Aim of the exercise ▸
Return each line of the material below that contains the word "gabled".

Task material ▸
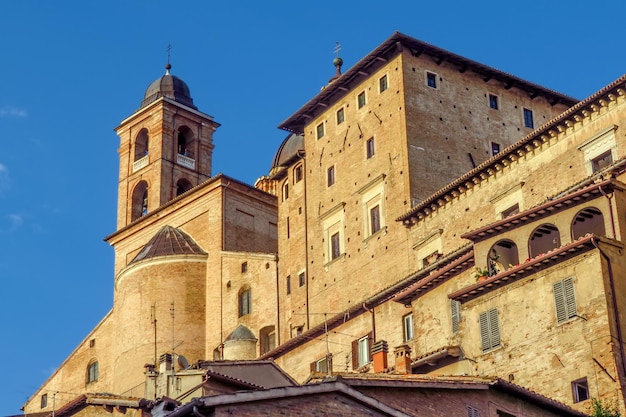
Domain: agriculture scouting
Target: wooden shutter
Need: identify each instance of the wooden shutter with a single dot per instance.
(455, 309)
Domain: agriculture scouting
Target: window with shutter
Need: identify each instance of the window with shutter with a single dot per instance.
(489, 329)
(455, 308)
(472, 412)
(564, 300)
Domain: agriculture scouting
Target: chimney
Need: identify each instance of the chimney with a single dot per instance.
(165, 362)
(403, 359)
(379, 356)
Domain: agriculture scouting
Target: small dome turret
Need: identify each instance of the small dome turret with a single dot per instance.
(169, 86)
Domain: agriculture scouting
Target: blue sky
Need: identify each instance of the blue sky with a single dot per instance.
(72, 70)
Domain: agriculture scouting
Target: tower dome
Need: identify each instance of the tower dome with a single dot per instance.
(169, 86)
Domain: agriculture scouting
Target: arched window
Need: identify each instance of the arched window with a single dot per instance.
(588, 220)
(501, 255)
(141, 144)
(92, 371)
(183, 186)
(267, 336)
(185, 142)
(545, 238)
(140, 200)
(244, 301)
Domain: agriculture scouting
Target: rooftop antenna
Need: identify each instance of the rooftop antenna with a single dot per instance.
(168, 66)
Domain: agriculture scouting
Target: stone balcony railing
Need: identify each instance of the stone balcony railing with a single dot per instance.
(140, 163)
(186, 161)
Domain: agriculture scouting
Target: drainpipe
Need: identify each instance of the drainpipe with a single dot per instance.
(620, 339)
(610, 211)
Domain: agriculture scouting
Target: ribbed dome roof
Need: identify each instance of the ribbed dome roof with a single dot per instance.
(291, 147)
(169, 86)
(241, 333)
(169, 241)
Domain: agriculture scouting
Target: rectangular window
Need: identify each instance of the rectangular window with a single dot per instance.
(407, 325)
(580, 390)
(320, 130)
(382, 84)
(330, 176)
(493, 101)
(489, 329)
(455, 310)
(361, 351)
(564, 300)
(341, 116)
(244, 302)
(431, 79)
(361, 99)
(601, 161)
(297, 174)
(528, 118)
(335, 246)
(322, 365)
(370, 148)
(374, 219)
(472, 412)
(511, 211)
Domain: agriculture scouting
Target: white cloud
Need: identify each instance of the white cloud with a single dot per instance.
(9, 111)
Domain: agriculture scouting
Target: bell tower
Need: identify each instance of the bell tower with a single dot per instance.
(166, 148)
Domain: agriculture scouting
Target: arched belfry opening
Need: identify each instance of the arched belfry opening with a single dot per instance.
(141, 144)
(183, 185)
(185, 142)
(543, 239)
(588, 220)
(139, 201)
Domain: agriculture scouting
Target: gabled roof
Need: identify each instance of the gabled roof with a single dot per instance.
(527, 144)
(389, 49)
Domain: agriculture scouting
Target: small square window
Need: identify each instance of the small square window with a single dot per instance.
(493, 101)
(580, 390)
(528, 119)
(511, 211)
(601, 161)
(431, 79)
(361, 99)
(335, 246)
(320, 130)
(341, 116)
(297, 174)
(382, 84)
(407, 325)
(371, 150)
(330, 176)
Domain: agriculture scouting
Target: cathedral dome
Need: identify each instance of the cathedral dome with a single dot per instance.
(169, 86)
(292, 147)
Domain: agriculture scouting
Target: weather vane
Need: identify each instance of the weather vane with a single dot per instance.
(337, 48)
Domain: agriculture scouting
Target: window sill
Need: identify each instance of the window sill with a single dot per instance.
(341, 257)
(380, 232)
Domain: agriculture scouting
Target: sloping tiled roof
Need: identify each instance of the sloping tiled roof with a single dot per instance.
(169, 241)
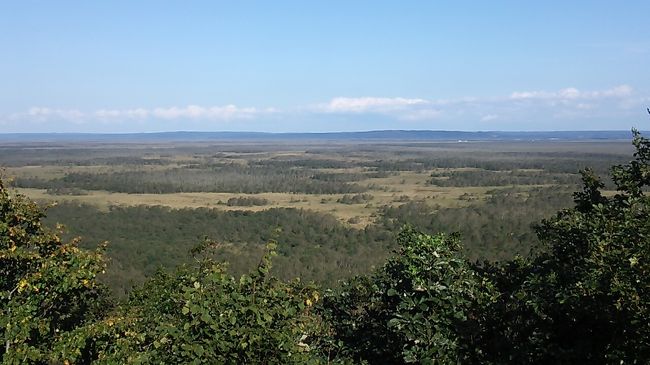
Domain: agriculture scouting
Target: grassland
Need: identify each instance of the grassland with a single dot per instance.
(339, 203)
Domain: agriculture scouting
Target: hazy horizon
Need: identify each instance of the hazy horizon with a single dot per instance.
(296, 67)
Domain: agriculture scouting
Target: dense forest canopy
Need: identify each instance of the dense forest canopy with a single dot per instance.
(581, 296)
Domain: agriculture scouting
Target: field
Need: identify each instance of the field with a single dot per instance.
(341, 202)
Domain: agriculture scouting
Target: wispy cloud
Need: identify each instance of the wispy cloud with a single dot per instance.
(572, 93)
(370, 104)
(195, 112)
(531, 109)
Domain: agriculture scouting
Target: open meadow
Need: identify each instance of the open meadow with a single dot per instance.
(337, 204)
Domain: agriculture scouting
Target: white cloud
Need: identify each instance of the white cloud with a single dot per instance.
(571, 93)
(369, 104)
(536, 109)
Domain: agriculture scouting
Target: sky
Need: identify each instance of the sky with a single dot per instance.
(315, 66)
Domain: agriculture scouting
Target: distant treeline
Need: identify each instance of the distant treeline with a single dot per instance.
(311, 245)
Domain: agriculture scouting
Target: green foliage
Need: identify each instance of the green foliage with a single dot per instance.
(202, 315)
(585, 298)
(582, 297)
(420, 307)
(47, 287)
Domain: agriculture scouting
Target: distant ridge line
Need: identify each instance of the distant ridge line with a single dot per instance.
(376, 135)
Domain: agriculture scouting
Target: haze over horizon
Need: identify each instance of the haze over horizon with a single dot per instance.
(290, 66)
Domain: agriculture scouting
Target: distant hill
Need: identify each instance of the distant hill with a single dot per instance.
(383, 135)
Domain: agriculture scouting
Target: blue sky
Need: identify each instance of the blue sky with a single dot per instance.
(139, 66)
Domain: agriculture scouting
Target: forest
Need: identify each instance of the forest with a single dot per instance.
(381, 254)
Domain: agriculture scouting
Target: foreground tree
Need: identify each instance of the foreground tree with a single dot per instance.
(47, 287)
(585, 298)
(421, 306)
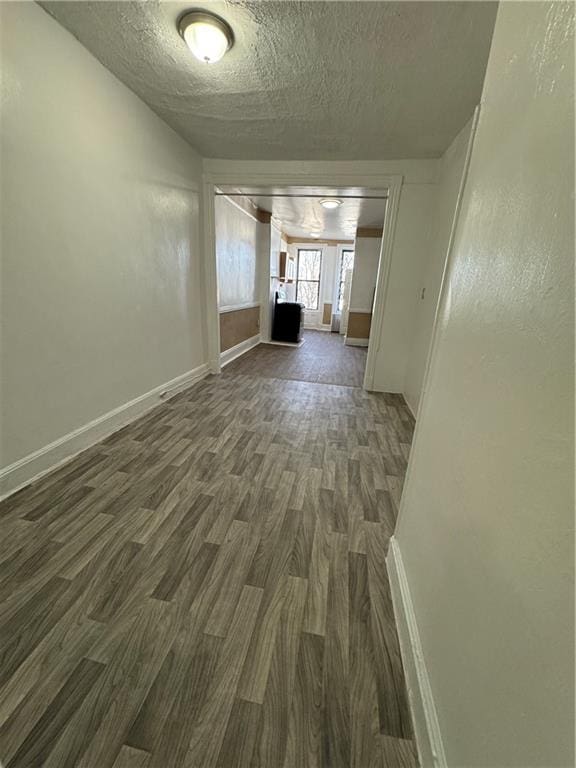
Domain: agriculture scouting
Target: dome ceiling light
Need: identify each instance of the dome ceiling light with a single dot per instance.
(330, 203)
(207, 35)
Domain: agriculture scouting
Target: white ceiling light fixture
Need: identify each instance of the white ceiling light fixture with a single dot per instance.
(330, 203)
(207, 35)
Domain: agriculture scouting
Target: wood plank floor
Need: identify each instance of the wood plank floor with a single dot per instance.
(207, 587)
(323, 358)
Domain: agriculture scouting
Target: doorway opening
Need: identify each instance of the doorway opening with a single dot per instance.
(298, 280)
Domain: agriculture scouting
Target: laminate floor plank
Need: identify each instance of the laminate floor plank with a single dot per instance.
(207, 586)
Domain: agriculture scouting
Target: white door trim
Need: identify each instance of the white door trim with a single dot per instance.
(210, 278)
(382, 279)
(315, 175)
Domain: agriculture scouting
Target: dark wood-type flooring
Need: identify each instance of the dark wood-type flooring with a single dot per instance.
(323, 358)
(207, 587)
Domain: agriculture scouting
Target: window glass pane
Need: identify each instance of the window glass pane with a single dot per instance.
(308, 277)
(309, 264)
(347, 262)
(307, 292)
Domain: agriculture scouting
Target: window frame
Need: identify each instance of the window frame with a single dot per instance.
(318, 282)
(340, 282)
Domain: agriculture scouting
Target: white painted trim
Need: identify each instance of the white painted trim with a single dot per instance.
(44, 460)
(210, 277)
(424, 717)
(238, 307)
(284, 343)
(382, 279)
(231, 354)
(237, 205)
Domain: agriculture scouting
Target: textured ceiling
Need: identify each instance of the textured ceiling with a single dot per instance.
(305, 80)
(305, 217)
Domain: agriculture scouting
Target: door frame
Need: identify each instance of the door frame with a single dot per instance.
(321, 174)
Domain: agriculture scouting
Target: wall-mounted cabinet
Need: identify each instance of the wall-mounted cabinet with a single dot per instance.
(287, 267)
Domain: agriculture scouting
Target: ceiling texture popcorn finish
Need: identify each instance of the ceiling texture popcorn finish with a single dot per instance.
(304, 80)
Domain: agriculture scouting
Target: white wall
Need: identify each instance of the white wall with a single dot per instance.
(366, 258)
(408, 264)
(486, 527)
(450, 176)
(236, 236)
(101, 297)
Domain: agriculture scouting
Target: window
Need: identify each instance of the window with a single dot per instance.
(308, 277)
(346, 263)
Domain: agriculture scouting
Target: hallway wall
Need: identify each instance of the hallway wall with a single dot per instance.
(486, 528)
(101, 298)
(450, 176)
(364, 273)
(237, 261)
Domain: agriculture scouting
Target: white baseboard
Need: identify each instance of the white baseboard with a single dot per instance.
(425, 720)
(355, 342)
(240, 349)
(44, 460)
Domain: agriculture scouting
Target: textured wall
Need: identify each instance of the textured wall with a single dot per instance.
(236, 233)
(101, 298)
(486, 528)
(451, 169)
(238, 326)
(366, 259)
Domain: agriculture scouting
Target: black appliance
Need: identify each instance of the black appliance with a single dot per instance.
(288, 320)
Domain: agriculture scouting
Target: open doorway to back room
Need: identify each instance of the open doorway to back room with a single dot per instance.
(297, 270)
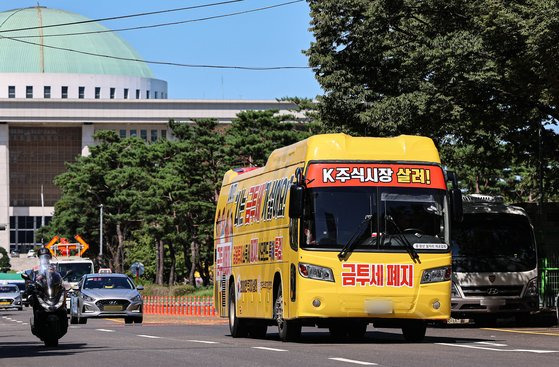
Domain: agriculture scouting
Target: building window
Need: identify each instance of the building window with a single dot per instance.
(22, 232)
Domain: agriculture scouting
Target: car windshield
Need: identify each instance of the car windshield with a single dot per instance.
(493, 242)
(108, 283)
(8, 289)
(377, 218)
(79, 269)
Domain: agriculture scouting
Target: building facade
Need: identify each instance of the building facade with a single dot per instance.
(52, 101)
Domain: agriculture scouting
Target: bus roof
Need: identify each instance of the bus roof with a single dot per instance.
(329, 147)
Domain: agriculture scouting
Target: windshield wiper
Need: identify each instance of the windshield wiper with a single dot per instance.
(352, 242)
(411, 251)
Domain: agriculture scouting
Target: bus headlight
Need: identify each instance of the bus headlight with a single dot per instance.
(316, 272)
(454, 291)
(532, 288)
(436, 275)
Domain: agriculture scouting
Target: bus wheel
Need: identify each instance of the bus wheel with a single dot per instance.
(289, 330)
(237, 326)
(414, 330)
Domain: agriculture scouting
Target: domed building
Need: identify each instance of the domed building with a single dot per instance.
(58, 86)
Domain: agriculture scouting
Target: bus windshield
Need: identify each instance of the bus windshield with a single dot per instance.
(493, 243)
(377, 218)
(79, 269)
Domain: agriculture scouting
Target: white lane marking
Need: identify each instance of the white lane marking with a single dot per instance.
(149, 336)
(500, 350)
(202, 341)
(492, 344)
(354, 361)
(271, 349)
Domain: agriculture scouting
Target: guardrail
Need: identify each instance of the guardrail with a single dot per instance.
(187, 306)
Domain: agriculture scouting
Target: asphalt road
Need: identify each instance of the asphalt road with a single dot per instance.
(110, 343)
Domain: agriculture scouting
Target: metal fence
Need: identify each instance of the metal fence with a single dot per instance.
(549, 281)
(187, 306)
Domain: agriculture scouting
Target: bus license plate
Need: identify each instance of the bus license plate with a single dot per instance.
(379, 307)
(113, 308)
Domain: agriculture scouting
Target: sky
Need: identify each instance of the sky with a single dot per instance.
(273, 37)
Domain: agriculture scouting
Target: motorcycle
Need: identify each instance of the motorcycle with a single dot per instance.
(46, 294)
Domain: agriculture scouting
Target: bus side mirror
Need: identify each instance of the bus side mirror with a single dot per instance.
(296, 201)
(456, 205)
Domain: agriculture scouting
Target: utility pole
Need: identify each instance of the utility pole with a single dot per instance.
(101, 230)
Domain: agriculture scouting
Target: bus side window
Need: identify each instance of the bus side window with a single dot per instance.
(294, 233)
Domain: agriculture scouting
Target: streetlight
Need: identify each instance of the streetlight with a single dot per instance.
(101, 230)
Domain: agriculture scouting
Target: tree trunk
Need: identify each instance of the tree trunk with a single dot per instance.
(160, 255)
(173, 257)
(194, 260)
(120, 247)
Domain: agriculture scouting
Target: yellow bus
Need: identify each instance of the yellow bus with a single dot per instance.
(336, 232)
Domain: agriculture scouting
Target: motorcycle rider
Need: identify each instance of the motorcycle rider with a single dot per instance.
(47, 296)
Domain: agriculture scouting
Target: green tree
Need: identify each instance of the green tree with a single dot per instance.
(253, 135)
(479, 77)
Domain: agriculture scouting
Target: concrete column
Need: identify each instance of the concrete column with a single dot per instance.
(88, 129)
(4, 186)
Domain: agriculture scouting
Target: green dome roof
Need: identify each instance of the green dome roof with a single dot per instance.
(19, 57)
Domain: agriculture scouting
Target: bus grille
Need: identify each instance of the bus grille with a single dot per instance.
(491, 290)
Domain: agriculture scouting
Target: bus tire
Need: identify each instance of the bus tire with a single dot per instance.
(414, 330)
(288, 330)
(237, 326)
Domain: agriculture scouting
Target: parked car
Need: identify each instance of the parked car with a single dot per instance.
(106, 296)
(10, 297)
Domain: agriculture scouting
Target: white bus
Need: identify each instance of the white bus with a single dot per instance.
(494, 262)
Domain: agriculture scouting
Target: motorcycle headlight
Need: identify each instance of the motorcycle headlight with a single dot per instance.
(531, 288)
(137, 298)
(316, 272)
(88, 298)
(436, 275)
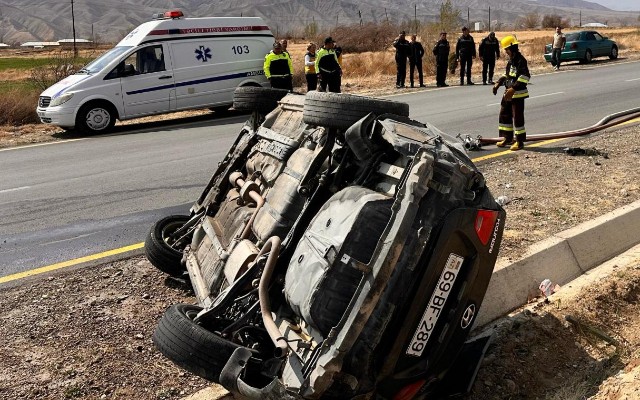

Answer to the problem ▸
Target: gabled roof
Need: identify each instance of the gabled roof with a single dot per instance.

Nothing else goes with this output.